Reproduce every line of the material below, requests included, and scale each coordinate in the answers by 2.35, rounding to whole numbers with halves going up. Keep the numbers in the requests and their format samples as they are, and leave the pictures out of your answer.

** start of INFORMATION SHOWN **

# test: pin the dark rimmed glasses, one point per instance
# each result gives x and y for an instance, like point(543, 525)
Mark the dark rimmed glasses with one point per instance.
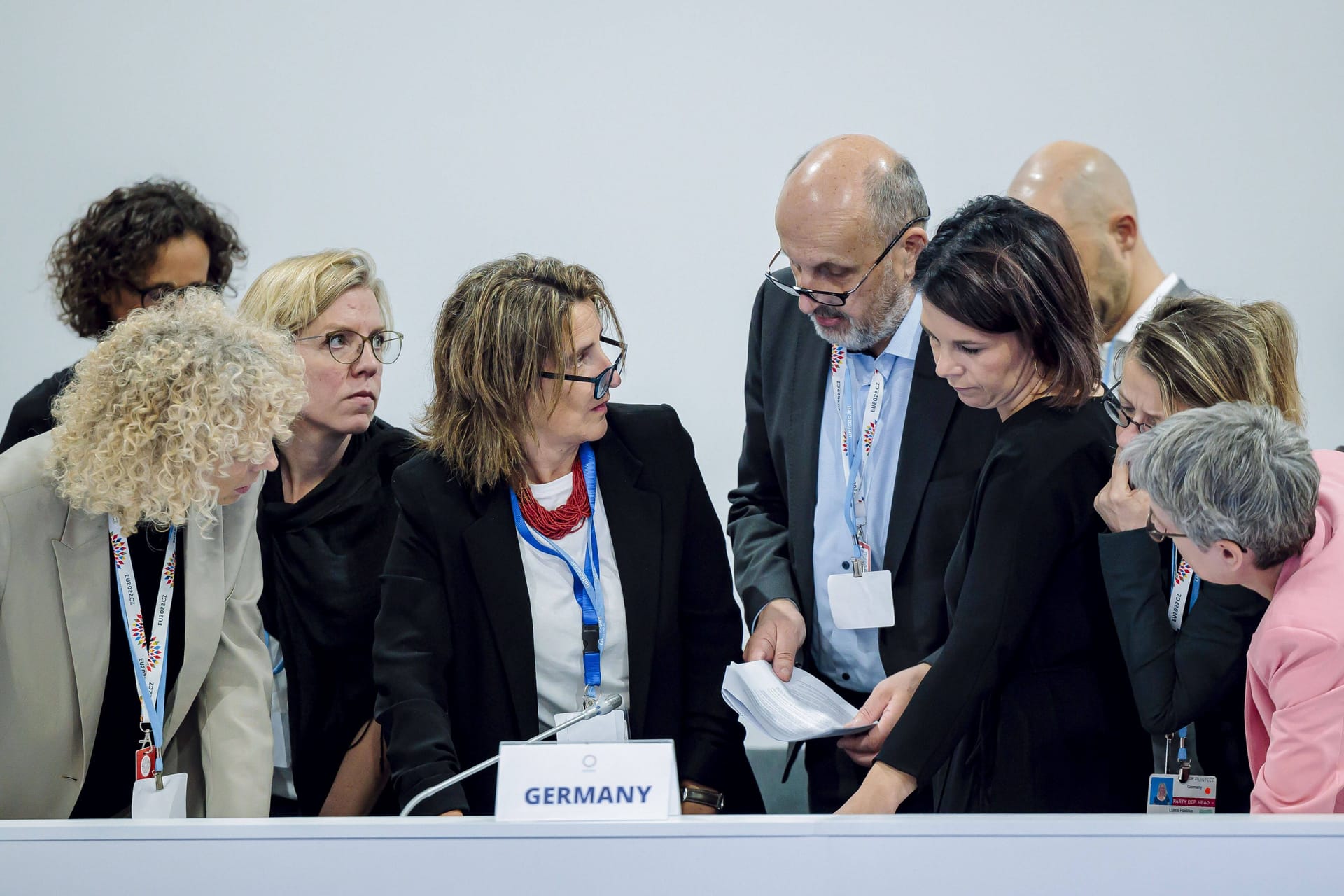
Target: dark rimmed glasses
point(347, 346)
point(824, 296)
point(603, 382)
point(1117, 413)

** end of INFORMATION SHOWN **

- [RESULT FOR THIS EXERCISE]:
# test: pin the dark rimmed glasses, one point per instance
# each result gives x and y for an instance, like point(543, 525)
Mark the dark rimmed glasses with one point per instance.
Target: dark rimmed glasses
point(815, 813)
point(1936, 696)
point(1417, 898)
point(2625, 971)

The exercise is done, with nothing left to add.